| WHAT TO WORK ON |
Reproduce the entries that follow verbatim, down to the final line.

----------

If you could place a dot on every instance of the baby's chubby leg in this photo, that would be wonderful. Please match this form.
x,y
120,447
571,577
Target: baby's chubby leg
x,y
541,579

----------

| ANSWER BOX |
If you could place a dot on every instance of the baby's chubby leg in this photo, that would be wonderful. Please match this form.
x,y
120,447
571,577
Target: baby's chubby leg
x,y
541,579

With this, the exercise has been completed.